[Opening Materials provided section]

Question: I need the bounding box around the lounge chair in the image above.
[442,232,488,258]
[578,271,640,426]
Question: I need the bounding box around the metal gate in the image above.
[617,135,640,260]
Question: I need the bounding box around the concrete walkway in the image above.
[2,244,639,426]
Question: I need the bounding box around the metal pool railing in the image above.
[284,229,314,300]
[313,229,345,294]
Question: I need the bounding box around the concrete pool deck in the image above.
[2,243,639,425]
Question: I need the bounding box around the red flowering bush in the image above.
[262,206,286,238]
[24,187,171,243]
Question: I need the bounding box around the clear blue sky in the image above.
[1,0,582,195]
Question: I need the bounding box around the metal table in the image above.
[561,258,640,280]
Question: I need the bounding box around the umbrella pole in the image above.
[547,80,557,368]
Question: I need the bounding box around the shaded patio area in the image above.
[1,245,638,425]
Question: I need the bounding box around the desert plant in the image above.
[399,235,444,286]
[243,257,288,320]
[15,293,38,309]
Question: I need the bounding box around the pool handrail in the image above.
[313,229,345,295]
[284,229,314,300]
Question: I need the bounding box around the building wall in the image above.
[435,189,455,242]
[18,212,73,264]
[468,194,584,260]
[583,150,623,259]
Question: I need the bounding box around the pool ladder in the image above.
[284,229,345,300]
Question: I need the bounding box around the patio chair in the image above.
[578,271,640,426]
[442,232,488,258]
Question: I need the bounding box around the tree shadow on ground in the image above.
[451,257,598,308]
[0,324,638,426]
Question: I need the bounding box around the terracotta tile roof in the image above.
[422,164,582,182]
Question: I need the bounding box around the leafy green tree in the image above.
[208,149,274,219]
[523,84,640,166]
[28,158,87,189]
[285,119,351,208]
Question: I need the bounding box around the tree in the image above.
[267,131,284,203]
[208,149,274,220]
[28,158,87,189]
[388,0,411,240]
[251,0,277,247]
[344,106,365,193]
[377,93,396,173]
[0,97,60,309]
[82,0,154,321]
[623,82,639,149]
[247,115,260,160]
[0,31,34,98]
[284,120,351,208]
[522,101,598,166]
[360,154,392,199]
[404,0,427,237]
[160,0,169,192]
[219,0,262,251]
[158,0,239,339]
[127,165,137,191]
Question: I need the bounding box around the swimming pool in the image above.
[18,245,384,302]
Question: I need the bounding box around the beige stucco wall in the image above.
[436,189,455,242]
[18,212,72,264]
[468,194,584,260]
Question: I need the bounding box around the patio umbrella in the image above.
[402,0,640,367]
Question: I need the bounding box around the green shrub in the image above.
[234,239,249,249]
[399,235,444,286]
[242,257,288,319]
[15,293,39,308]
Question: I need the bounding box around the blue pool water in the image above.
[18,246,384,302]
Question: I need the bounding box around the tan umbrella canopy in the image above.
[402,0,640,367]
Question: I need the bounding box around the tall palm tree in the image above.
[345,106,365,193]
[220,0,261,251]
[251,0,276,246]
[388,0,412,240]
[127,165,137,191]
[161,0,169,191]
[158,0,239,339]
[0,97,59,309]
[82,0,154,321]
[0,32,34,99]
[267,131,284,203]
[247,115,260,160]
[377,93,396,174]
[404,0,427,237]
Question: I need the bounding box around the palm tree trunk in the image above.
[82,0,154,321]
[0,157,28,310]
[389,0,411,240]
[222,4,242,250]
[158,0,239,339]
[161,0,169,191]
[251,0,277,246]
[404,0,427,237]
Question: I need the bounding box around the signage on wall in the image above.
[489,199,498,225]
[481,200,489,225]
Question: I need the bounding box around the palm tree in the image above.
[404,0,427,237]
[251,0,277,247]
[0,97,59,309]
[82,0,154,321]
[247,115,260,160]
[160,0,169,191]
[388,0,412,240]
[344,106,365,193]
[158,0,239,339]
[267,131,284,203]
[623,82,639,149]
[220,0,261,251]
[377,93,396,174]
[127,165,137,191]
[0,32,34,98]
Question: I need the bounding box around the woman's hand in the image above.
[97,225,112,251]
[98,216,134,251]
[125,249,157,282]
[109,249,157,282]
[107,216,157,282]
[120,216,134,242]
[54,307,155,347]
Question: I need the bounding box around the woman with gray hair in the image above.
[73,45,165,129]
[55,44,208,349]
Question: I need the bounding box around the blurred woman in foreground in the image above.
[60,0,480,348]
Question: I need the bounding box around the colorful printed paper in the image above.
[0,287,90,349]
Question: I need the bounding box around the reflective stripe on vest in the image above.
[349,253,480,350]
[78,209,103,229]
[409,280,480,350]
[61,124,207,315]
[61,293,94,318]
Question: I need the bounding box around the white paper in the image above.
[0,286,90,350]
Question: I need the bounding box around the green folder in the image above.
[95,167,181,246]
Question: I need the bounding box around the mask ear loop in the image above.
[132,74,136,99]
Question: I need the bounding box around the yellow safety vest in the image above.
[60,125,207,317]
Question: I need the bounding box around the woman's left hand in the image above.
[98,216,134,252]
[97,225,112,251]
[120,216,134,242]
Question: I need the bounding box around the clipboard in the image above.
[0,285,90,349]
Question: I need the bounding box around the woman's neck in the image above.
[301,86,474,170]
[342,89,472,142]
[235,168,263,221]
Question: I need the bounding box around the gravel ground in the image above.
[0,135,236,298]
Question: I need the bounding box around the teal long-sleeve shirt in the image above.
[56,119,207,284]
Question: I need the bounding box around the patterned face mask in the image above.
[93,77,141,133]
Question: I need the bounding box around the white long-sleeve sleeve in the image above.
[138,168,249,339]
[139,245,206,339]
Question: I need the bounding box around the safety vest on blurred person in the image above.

[Closing Materials provided section]

▸ **What you should do**
An exact restatement of the lines from the one with "Question: I need the bounding box around the colorful" through the last line of the data is the only acceptable answer.

▸ **Solution for this problem**
Question: I need the bounding box around the colorful printed paper in the image above.
[0,287,90,349]
Question: I need the bounding box around the reflective stripe on vest in the image above.
[349,253,480,350]
[78,209,103,229]
[409,280,480,350]
[61,124,207,315]
[61,293,94,318]
Question: I need the bounding box around the white paper in the image above.
[0,286,90,350]
Question: I need the bounding box around the green folder in the image above.
[95,167,181,246]
Question: I need the bounding box around the mask ear loop in the image above.
[132,74,136,99]
Question: I need the bounding box around the yellow safety vest in the image above.
[60,125,207,317]
Question: I need the bounding box around the woman's left hand in the image above.
[98,216,134,252]
[97,225,112,251]
[120,216,134,242]
Question: I need the bounding box around the clipboard in the image above.
[0,285,90,349]
Question: I need the bounding box around the woman's neck in the image above.
[301,86,474,170]
[342,89,472,142]
[235,168,263,221]
Question: I need the bounding box around the gravel ground in the image above.
[0,135,236,298]
Question: I need the bounding box around the teal long-sleeve shirt in the image above.
[56,119,207,284]
Question: I need the bounding box around the patterned face mask in the image above.
[93,77,141,133]
Question: I need the bounding box around the white long-sleeve sleeve in the image above.
[138,168,249,339]
[139,245,206,339]
Question: I need the bounding box around the safety vest on blurred person in the image above.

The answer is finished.